Retype every record that follows, character for character.

___ Dataset content

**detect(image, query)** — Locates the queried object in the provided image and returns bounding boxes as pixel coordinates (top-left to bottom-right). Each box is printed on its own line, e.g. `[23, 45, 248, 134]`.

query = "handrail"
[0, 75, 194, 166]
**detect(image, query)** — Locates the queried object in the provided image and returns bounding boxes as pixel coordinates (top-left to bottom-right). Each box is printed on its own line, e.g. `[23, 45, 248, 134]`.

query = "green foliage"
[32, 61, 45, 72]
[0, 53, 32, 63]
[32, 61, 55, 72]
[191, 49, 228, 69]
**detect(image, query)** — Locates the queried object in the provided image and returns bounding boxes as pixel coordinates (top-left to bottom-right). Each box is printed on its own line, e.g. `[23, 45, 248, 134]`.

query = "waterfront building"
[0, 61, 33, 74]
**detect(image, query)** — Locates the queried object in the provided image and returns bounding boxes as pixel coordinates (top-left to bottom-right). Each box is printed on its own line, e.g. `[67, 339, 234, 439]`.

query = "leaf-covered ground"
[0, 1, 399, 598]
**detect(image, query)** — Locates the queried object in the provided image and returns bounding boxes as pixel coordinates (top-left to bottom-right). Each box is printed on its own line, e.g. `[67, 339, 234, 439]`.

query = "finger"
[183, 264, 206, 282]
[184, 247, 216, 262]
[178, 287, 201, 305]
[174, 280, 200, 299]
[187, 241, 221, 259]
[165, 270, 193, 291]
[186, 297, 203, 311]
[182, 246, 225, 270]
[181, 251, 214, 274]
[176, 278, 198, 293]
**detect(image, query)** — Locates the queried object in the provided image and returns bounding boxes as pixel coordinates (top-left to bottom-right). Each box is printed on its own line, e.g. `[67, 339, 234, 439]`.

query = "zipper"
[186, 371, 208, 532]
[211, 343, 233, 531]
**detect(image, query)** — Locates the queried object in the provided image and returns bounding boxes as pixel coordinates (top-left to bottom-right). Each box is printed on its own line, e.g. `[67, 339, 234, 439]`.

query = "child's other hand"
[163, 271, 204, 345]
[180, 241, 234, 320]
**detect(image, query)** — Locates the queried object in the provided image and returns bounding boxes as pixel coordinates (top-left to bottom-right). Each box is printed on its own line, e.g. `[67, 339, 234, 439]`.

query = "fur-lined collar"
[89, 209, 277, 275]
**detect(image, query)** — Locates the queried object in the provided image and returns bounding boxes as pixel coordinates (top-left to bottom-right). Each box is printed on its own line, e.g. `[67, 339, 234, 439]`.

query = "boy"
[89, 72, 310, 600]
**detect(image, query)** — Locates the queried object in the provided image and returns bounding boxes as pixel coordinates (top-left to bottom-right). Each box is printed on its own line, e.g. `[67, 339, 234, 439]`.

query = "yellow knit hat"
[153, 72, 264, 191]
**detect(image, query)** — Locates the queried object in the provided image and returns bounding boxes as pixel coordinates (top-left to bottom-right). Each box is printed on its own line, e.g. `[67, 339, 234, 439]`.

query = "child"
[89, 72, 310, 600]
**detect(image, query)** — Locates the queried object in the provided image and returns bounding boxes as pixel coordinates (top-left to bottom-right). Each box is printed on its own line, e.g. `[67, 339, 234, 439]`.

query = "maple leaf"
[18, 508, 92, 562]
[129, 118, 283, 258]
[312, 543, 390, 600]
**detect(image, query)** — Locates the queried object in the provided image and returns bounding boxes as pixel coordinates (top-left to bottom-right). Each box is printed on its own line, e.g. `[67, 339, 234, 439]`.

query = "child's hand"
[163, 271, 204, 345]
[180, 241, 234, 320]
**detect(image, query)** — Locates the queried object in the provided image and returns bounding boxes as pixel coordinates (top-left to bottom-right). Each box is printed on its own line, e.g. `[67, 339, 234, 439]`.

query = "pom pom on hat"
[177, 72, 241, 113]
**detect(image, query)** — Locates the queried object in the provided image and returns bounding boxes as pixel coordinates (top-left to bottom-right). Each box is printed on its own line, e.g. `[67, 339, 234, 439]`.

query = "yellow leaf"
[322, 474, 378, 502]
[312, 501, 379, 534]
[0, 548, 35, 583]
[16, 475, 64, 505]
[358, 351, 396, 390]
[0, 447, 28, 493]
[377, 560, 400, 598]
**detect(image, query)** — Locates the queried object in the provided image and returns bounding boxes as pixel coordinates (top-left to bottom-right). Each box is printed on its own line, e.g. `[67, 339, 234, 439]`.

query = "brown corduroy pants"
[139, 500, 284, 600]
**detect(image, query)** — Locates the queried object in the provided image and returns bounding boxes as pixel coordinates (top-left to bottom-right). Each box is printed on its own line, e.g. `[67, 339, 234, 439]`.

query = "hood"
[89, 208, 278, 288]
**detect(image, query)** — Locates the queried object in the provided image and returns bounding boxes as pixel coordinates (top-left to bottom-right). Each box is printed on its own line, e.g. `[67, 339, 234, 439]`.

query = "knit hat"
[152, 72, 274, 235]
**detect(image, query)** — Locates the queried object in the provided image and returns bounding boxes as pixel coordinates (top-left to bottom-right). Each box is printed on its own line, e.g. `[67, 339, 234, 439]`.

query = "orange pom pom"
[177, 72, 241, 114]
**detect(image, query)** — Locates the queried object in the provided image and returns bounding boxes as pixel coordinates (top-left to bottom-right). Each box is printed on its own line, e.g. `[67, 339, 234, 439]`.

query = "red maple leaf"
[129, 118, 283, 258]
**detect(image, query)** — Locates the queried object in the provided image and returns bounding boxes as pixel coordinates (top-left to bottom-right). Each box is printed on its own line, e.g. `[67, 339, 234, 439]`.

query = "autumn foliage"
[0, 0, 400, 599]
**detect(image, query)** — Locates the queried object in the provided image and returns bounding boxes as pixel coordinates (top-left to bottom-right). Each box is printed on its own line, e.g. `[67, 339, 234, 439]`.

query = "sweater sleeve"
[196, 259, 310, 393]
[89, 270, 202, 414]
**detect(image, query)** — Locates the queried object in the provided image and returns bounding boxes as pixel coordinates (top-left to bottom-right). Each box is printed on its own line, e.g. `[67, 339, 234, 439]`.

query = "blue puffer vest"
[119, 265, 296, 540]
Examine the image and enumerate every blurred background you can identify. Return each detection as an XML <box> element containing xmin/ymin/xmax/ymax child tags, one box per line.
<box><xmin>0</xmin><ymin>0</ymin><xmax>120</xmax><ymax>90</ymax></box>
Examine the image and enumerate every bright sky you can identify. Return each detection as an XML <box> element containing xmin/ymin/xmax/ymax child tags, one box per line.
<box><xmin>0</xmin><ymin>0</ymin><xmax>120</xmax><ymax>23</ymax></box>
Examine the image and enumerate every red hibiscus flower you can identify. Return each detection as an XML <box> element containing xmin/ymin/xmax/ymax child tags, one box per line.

______

**Response to this task**
**detect(image, query)** — Locates the queried object in the provided image and returns bounding boxes as pixel coordinates (top-left to bottom-right). Each box is printed on its own line, e.g. `[23, 45, 248, 134]`.

query = "handrail"
[0, 75, 194, 166]
**detect(image, query)** — Locates the queried object in the provided image and returns bounding boxes as pixel coordinates (top-left to bottom-right). Each box is printed on its own line, e.g. `[23, 45, 248, 134]`.

query = "green foliage"
[32, 61, 45, 72]
[0, 53, 32, 63]
[32, 61, 55, 72]
[191, 49, 228, 69]
**detect(image, query)** — Locates the queried object in the provided image and returns bounding boxes as pixel coordinates (top-left to bottom-right). Each box is printed on its own line, e.g. `[23, 45, 248, 134]`.

query = "waterfront building"
[0, 61, 33, 74]
**detect(image, query)** — Locates the queried object in the provided image and returns bounding boxes as pixel coordinates (top-left to bottom-right). Each box is printed on its own line, e.g. `[67, 339, 234, 439]`.

query = "leaf-covered ground"
[0, 1, 399, 598]
**detect(image, query)** — Locates the queried object in the provided image and returns bounding boxes as pixel coordinates (top-left to bottom-right). Each box is printed on its own line, e.g. `[67, 339, 234, 439]`.

query = "finger"
[183, 264, 206, 282]
[184, 247, 216, 262]
[178, 287, 201, 305]
[174, 280, 200, 299]
[187, 241, 221, 259]
[165, 270, 193, 291]
[186, 297, 203, 311]
[182, 246, 225, 270]
[181, 251, 214, 274]
[176, 278, 198, 293]
**detect(image, query)** — Locates the queried object in the provided image and returns bounding boxes as pixel coordinates (top-left to bottom-right). Each box is printed on its own line, e.g. `[67, 339, 234, 439]`.

query = "zipper"
[186, 371, 208, 532]
[211, 343, 233, 531]
**detect(image, query)** — Locates the queried object in the provided image and returns bounding boxes as pixel coordinates (top-left to bottom-right). Each box is printed on its own line, e.g. `[67, 339, 234, 439]`.

query = "child's other hand"
[163, 271, 204, 345]
[180, 241, 234, 320]
**detect(image, query)** — Locates the queried object in the provided image and returns bounding boxes as pixel coordinates (top-left to bottom-right). Each box is printed on its own line, e.g. `[67, 339, 234, 439]`.

query = "fur-lined collar"
[89, 209, 277, 275]
**detect(image, query)** — Locates the queried object in the provided image and returns bounding boxes as pixel coordinates (top-left to bottom-right). Each box is printed on its own line, e.g. `[67, 339, 234, 439]`.

query = "boy"
[89, 72, 310, 600]
**detect(image, query)** — Locates the queried object in the provided image and returns bounding boxes as pixel coordinates (top-left to bottom-right). Each box is printed on its own line, e.g. `[67, 339, 234, 439]`.

query = "yellow knit hat"
[153, 72, 264, 191]
**detect(image, query)** — Locates the queried object in the provided image and returns bounding boxes as pixel coordinates (top-left to bottom-right). Each box is printed on its own line, e.g. `[67, 339, 234, 439]`.

query = "child"
[89, 72, 310, 600]
**detect(image, query)** — Locates the queried object in the provided image and returns bounding boxes as pixel coordinates (top-left to bottom-right). Each box is printed on its own line, e.g. `[67, 339, 234, 439]`.

query = "maple leaf"
[18, 508, 92, 562]
[129, 118, 283, 258]
[312, 543, 390, 600]
**detect(image, query)** — Locates the queried object in the provided image and returns bounding boxes as pixel coordinates (top-left to bottom-right). Each box is printed on its own line, e.g. `[67, 339, 234, 439]`.

query = "child's hand"
[163, 271, 204, 345]
[180, 241, 234, 320]
**detect(image, query)** — Locates the queried object in the provided image and returns bounding boxes as pixel coordinates (top-left to bottom-right). Each box is printed on its own line, e.g. `[67, 339, 234, 439]`.

query = "pom pom on hat"
[177, 72, 241, 113]
**detect(image, query)** — Locates the queried object in the provided image and returns bounding boxes as pixel coordinates (top-left to bottom-right). Each box is printed on its own line, e.g. `[67, 339, 234, 439]`.

query = "yellow leaf"
[322, 474, 378, 502]
[312, 501, 379, 534]
[0, 548, 35, 583]
[16, 475, 64, 505]
[358, 351, 396, 390]
[0, 447, 28, 493]
[377, 560, 400, 598]
**detect(image, query)** — Locates the queried object in the provided image and returns bounding boxes as pixel coordinates (top-left to bottom-right). Each box is printed on its own line, e.g. `[67, 339, 234, 439]`.

query = "brown corduroy pants"
[139, 500, 284, 600]
**detect(image, query)** — Locates the queried object in the provided image and returns bounding boxes as pixel coordinates (top-left to bottom-right). Each box is printed on its own line, e.g. `[67, 339, 234, 439]`.

query = "hood"
[89, 208, 278, 288]
**detect(image, query)** — Locates the queried object in the provided image and returns bounding boxes as pixel coordinates (top-left to bottom-right). Each box is printed on its own line, e.g. `[67, 339, 234, 439]`.

query = "knit hat"
[152, 72, 274, 235]
**detect(image, query)** — Locates the queried object in the provided image and returns bounding boxes as pixel coordinates (top-left to bottom-right). Each box is printed on its own line, e.g. `[67, 339, 234, 439]`.

query = "orange pom pom"
[177, 72, 241, 114]
**detect(image, query)** — Locates the queried object in the provided image and returns bounding boxes as pixel coordinates (top-left to bottom-right). Each box is printed on its own line, e.g. `[67, 339, 234, 439]`.

query = "red maple leaf"
[129, 118, 283, 258]
**detect(image, query)** — Locates the queried object in the provided image and returns bounding boxes as pixel coordinates (top-left to bottom-right). Each box is printed on its own line, e.g. `[67, 339, 234, 439]`.

query = "autumn foliage"
[0, 0, 400, 599]
**detect(image, query)** — Locates the queried object in the provided image and returns bounding boxes as pixel coordinates (top-left to bottom-right). Each box is printed on its own line, e.g. `[67, 339, 234, 439]`.

query = "sweater sleeve"
[196, 259, 310, 393]
[89, 270, 202, 414]
**detect(image, query)** — Locates the queried object in the provided image and returns bounding boxes as pixel coordinates (top-left to bottom-right). Each box is printed on its own line, e.g. `[67, 339, 234, 439]`.

query = "blue puffer vest"
[119, 265, 296, 540]
Examine the image and enumerate every blurred background you can identify. Return each detection as an XML <box> element containing xmin/ymin/xmax/ymax child tags, one box per line.
<box><xmin>0</xmin><ymin>0</ymin><xmax>120</xmax><ymax>90</ymax></box>
Examine the image and enumerate every bright sky you can identify. Return each detection as an XML <box> element containing xmin/ymin/xmax/ymax child tags, one box per line.
<box><xmin>0</xmin><ymin>0</ymin><xmax>120</xmax><ymax>23</ymax></box>
Examine the image and enumerate every red hibiscus flower you can identify. Return each detection as an XML <box> element containing xmin/ymin/xmax/ymax child tags, one box per line.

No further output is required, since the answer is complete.